■ Given task ■
Copy out all of the material, matching it word for word.

■ Dataset records ■

--- --- ---

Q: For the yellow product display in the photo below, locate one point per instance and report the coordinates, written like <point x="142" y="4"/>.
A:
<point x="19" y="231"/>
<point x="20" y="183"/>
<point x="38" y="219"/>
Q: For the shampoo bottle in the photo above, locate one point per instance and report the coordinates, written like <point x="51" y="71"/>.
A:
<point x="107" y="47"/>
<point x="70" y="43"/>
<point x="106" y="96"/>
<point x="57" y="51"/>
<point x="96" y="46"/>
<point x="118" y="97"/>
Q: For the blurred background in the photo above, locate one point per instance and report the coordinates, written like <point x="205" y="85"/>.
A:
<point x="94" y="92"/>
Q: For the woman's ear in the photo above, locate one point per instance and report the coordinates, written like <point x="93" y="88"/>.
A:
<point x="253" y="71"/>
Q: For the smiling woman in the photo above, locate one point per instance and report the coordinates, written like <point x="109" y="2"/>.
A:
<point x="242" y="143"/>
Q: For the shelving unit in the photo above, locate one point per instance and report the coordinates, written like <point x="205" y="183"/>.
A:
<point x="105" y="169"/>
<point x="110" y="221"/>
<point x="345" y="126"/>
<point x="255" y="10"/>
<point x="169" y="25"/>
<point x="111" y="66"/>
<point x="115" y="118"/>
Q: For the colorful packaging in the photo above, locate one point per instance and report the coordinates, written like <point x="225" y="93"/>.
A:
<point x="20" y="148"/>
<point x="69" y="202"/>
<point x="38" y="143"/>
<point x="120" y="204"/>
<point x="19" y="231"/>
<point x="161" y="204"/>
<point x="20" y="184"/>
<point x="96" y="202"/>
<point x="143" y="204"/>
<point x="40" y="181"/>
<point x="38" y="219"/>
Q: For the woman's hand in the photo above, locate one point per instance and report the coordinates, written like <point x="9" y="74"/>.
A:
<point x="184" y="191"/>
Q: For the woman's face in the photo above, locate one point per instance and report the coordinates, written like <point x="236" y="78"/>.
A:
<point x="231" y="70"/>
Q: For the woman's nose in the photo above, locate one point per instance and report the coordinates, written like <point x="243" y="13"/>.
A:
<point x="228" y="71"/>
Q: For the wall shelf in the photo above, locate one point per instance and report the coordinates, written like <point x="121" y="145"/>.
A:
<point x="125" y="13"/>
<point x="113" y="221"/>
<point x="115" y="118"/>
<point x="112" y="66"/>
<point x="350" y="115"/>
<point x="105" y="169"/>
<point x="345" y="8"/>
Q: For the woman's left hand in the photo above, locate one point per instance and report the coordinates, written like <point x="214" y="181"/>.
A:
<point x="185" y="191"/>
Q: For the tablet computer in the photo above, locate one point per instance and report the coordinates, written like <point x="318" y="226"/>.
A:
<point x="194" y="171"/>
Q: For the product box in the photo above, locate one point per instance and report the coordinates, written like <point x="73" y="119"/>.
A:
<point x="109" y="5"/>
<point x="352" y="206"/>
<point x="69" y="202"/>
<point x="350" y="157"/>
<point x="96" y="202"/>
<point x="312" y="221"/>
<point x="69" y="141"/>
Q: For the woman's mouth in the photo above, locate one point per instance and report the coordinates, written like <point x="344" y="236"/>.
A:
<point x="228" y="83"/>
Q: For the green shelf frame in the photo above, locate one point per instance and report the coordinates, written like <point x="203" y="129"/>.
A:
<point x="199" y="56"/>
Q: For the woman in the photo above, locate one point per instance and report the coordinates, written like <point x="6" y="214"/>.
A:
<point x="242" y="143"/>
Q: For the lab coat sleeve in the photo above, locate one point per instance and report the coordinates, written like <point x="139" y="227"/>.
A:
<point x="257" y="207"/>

--- --- ---

■ The response ■
Q: For the yellow product display in the photo below, locate one point per instance and report the coordinates, written like <point x="142" y="4"/>.
A:
<point x="19" y="231"/>
<point x="20" y="183"/>
<point x="38" y="219"/>
Q: For the shampoo bottle in the photo above, locate one point per instance and report the coordinates, written like <point x="51" y="71"/>.
A:
<point x="107" y="47"/>
<point x="70" y="43"/>
<point x="106" y="96"/>
<point x="57" y="51"/>
<point x="96" y="46"/>
<point x="118" y="97"/>
Q: For the blurred background in the photo above, locate one point per instance and report the coordinates, written like <point x="205" y="85"/>.
A:
<point x="94" y="92"/>
Q: For the woman's ear in the photo above, locate one point per instance and report the coordinates, written like <point x="93" y="88"/>.
A:
<point x="253" y="71"/>
Q: For the smiling woman in the photo above, locate one point per instance and report the coordinates, written like <point x="109" y="2"/>.
A:
<point x="242" y="143"/>
Q: For the shelving unit in the photo above, locate one point per instance and report the coordinates, written like <point x="205" y="183"/>.
A:
<point x="105" y="169"/>
<point x="110" y="221"/>
<point x="345" y="126"/>
<point x="255" y="10"/>
<point x="169" y="25"/>
<point x="111" y="66"/>
<point x="115" y="118"/>
Q: For the colorful packaging in the photo above, locate one point per instance and report the coordinates, written like <point x="225" y="93"/>.
A:
<point x="20" y="148"/>
<point x="69" y="202"/>
<point x="38" y="143"/>
<point x="120" y="204"/>
<point x="19" y="231"/>
<point x="161" y="204"/>
<point x="20" y="184"/>
<point x="96" y="202"/>
<point x="143" y="204"/>
<point x="40" y="181"/>
<point x="38" y="219"/>
Q: For the woman's hand in the photo above, locate one point per instance and report the coordinates, written like <point x="9" y="74"/>.
A:
<point x="184" y="191"/>
Q: For the woman's face in the photo above, locate one point per instance and report the coordinates, written like <point x="236" y="78"/>.
A:
<point x="231" y="70"/>
Q: For the woman's nose in the photo above, locate one point per instance and report the coordinates, written like <point x="243" y="13"/>.
A:
<point x="228" y="71"/>
Q: For the wall shelf in the photo above, locate one point per instance and report the coordinates, written like <point x="121" y="145"/>.
A:
<point x="125" y="13"/>
<point x="113" y="221"/>
<point x="115" y="118"/>
<point x="112" y="66"/>
<point x="350" y="115"/>
<point x="105" y="169"/>
<point x="345" y="8"/>
Q: For the woman's left hand in the photo above, locate one point per instance and report the coordinates, written like <point x="214" y="181"/>.
A:
<point x="185" y="191"/>
Q: For the tablet computer in the photo above, locate one point per instance and report the coordinates, written like <point x="318" y="226"/>.
A:
<point x="194" y="171"/>
Q: For the product box in the photo above, locate one point per instance and report the coordinates, written like <point x="73" y="119"/>.
A:
<point x="109" y="5"/>
<point x="352" y="206"/>
<point x="69" y="202"/>
<point x="350" y="157"/>
<point x="96" y="202"/>
<point x="312" y="221"/>
<point x="69" y="141"/>
Q: For the woman's mouth in the photo above, locate one point per instance and report the coordinates, written like <point x="344" y="236"/>.
A:
<point x="228" y="83"/>
Q: For the green shelf frame in the photo above, locate one point per instance and report the coordinates, written like <point x="203" y="129"/>.
A:
<point x="199" y="56"/>
Q: For the woman in the photo above, locate one point per instance and report the coordinates, written like <point x="6" y="214"/>.
A:
<point x="242" y="143"/>
Q: For the lab coat sleeve in the photo above, locate one point per instance and report the coordinates, written like <point x="139" y="227"/>.
A:
<point x="257" y="207"/>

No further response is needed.